▶ [STATED EXERCISE]:
Locate every line in the entries below that contains the word "person" and copy each of those lines. Uppercase and lowercase letters count as different, so match the word's case exactly.

▶ [WORKING DATA]:

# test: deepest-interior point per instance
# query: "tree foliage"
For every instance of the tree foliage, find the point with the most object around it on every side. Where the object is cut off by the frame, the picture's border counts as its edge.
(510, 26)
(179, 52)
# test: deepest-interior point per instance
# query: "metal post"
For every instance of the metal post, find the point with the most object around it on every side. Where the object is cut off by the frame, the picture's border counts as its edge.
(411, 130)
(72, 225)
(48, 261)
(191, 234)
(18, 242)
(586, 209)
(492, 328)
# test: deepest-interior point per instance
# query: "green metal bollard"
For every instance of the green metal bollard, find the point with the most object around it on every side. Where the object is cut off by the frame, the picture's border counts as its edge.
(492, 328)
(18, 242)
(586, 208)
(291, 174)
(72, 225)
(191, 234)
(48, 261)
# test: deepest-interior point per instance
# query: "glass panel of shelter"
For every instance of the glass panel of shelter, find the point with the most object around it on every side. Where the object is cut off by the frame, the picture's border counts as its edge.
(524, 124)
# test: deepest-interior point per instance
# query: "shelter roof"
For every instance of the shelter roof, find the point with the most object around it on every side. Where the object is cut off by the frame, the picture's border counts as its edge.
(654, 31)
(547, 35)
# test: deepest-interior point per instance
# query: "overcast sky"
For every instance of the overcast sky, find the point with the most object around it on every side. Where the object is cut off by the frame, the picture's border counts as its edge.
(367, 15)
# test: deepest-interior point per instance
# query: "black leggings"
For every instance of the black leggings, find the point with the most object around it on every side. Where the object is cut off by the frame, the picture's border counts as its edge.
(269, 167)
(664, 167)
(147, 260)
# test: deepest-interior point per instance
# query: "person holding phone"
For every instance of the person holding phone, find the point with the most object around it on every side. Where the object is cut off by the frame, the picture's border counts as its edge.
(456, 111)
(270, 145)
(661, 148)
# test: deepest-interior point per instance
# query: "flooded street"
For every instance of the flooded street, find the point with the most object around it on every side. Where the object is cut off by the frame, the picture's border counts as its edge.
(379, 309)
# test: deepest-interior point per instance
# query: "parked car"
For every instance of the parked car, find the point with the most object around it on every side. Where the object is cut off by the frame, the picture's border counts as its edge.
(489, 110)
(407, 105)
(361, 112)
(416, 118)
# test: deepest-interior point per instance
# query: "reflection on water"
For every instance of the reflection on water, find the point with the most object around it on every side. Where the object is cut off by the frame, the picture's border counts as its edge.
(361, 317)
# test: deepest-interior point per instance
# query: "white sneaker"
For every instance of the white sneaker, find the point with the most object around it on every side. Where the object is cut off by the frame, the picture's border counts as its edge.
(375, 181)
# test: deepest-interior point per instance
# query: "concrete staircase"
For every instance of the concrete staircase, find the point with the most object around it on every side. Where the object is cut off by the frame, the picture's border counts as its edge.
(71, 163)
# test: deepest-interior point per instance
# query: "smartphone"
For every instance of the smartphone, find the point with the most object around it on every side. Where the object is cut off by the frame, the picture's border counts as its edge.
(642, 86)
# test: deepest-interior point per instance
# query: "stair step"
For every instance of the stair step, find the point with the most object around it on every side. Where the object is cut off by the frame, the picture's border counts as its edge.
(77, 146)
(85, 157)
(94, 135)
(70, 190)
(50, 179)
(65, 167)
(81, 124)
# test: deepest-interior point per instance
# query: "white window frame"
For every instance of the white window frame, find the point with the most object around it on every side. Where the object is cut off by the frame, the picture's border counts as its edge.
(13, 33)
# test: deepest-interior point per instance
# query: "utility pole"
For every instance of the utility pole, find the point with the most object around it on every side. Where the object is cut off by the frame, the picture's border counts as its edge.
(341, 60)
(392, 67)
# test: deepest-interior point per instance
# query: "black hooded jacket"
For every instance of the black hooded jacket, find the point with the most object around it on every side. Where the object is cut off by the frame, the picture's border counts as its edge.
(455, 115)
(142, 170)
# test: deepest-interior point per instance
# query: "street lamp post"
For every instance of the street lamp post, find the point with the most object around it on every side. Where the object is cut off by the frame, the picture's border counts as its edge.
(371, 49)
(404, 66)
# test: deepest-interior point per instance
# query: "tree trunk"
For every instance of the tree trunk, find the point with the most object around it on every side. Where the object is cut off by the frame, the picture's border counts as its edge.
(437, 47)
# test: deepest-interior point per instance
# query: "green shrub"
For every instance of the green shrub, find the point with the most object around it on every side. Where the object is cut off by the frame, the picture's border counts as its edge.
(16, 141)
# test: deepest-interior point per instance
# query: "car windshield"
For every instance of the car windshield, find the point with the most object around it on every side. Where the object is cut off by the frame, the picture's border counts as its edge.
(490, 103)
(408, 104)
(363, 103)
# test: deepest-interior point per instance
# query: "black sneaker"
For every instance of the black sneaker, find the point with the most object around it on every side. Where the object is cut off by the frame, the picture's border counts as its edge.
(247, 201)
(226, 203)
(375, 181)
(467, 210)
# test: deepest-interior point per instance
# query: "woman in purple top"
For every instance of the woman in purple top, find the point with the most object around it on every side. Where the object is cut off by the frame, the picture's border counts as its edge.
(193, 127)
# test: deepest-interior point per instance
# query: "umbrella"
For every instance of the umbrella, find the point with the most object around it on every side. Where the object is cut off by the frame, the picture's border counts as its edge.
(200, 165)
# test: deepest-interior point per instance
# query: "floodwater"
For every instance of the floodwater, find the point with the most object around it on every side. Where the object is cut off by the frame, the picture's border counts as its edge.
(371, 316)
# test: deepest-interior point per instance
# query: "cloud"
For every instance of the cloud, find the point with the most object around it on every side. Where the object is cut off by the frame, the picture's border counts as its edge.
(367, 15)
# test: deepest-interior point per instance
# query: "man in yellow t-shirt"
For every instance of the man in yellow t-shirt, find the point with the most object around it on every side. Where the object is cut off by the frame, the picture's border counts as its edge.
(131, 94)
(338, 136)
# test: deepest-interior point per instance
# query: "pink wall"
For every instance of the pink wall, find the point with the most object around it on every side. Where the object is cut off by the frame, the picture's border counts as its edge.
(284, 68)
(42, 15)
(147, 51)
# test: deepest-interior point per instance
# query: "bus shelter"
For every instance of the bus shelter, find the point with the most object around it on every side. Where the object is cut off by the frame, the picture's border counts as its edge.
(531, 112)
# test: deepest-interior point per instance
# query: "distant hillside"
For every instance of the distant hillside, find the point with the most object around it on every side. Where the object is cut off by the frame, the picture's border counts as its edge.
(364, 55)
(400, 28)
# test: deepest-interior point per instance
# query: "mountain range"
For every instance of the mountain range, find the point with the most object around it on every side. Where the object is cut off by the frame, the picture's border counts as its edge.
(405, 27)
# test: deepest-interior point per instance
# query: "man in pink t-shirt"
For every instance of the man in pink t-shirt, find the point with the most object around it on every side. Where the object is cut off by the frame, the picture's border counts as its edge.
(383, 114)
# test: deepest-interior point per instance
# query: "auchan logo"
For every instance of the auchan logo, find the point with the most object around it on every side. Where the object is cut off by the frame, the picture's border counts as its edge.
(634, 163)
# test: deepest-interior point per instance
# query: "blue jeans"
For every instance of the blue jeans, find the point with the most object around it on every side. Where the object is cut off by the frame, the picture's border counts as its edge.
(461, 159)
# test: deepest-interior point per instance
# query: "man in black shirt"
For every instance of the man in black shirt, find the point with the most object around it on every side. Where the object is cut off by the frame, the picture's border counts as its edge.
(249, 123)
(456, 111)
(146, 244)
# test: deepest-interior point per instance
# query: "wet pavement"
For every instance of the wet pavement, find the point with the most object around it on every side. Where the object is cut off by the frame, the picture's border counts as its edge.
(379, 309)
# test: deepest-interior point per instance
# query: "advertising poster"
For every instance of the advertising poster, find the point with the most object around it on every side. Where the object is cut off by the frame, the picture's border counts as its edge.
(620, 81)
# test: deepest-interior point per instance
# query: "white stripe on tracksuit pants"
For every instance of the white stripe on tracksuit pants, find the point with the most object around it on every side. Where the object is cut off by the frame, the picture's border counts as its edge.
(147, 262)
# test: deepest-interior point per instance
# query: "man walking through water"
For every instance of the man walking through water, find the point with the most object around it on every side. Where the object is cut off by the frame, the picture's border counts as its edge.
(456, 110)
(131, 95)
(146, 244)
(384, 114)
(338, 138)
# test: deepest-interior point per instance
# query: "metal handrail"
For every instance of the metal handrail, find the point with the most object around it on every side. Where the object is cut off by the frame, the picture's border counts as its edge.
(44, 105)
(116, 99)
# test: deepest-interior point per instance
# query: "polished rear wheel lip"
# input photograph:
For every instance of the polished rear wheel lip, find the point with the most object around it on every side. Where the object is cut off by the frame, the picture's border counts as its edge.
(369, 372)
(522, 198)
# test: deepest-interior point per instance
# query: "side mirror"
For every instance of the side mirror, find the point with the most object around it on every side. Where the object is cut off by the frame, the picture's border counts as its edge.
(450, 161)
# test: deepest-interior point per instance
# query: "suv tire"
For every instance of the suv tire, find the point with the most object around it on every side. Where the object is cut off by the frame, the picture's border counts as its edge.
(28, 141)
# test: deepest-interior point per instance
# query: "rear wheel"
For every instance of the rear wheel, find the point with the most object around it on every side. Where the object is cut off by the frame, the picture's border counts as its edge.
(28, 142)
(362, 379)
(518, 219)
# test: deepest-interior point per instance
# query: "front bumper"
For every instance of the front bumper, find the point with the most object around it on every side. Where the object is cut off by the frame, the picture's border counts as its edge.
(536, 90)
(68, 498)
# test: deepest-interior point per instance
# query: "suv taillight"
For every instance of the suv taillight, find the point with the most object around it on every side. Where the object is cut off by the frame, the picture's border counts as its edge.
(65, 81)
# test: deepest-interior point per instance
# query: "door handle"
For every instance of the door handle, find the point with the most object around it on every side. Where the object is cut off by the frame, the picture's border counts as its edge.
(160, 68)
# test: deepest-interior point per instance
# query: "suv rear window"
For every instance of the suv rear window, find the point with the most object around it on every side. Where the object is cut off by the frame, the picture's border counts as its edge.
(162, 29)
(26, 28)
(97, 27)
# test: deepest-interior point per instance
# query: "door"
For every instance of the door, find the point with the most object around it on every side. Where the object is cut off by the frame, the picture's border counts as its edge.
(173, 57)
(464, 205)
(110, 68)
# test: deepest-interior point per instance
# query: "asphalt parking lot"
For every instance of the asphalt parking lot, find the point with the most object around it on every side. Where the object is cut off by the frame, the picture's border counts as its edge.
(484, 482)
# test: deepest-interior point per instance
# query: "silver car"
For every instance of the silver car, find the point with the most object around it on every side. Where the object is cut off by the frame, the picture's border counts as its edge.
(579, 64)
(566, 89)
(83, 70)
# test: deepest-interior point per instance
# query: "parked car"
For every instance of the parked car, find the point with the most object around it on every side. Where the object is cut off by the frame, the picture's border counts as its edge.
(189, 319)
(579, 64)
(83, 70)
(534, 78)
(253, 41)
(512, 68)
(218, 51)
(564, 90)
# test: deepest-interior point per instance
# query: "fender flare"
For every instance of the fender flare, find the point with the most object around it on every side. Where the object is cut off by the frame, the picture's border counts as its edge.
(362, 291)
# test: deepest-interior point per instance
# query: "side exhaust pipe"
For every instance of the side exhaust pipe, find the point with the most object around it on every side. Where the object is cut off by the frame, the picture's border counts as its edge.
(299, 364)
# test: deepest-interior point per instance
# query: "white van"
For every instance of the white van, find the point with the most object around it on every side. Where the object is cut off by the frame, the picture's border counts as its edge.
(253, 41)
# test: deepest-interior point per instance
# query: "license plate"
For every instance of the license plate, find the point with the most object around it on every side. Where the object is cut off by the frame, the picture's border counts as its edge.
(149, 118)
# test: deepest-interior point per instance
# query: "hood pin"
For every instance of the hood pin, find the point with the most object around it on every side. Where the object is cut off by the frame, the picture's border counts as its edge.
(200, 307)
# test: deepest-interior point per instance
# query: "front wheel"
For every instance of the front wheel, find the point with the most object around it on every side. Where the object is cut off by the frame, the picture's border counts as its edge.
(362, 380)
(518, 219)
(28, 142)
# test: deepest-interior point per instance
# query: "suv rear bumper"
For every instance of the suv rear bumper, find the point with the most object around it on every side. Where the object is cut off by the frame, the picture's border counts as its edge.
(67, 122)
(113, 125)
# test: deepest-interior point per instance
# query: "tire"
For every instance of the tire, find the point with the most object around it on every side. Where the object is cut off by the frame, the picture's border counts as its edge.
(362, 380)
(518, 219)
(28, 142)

▶ [EXERCISE RESULT]:
# query: "person holding phone"
For every instance of the person holding phone, find the point with the most object around it on every side. Where the object is cut off by the frame, the picture's border counts as its edge.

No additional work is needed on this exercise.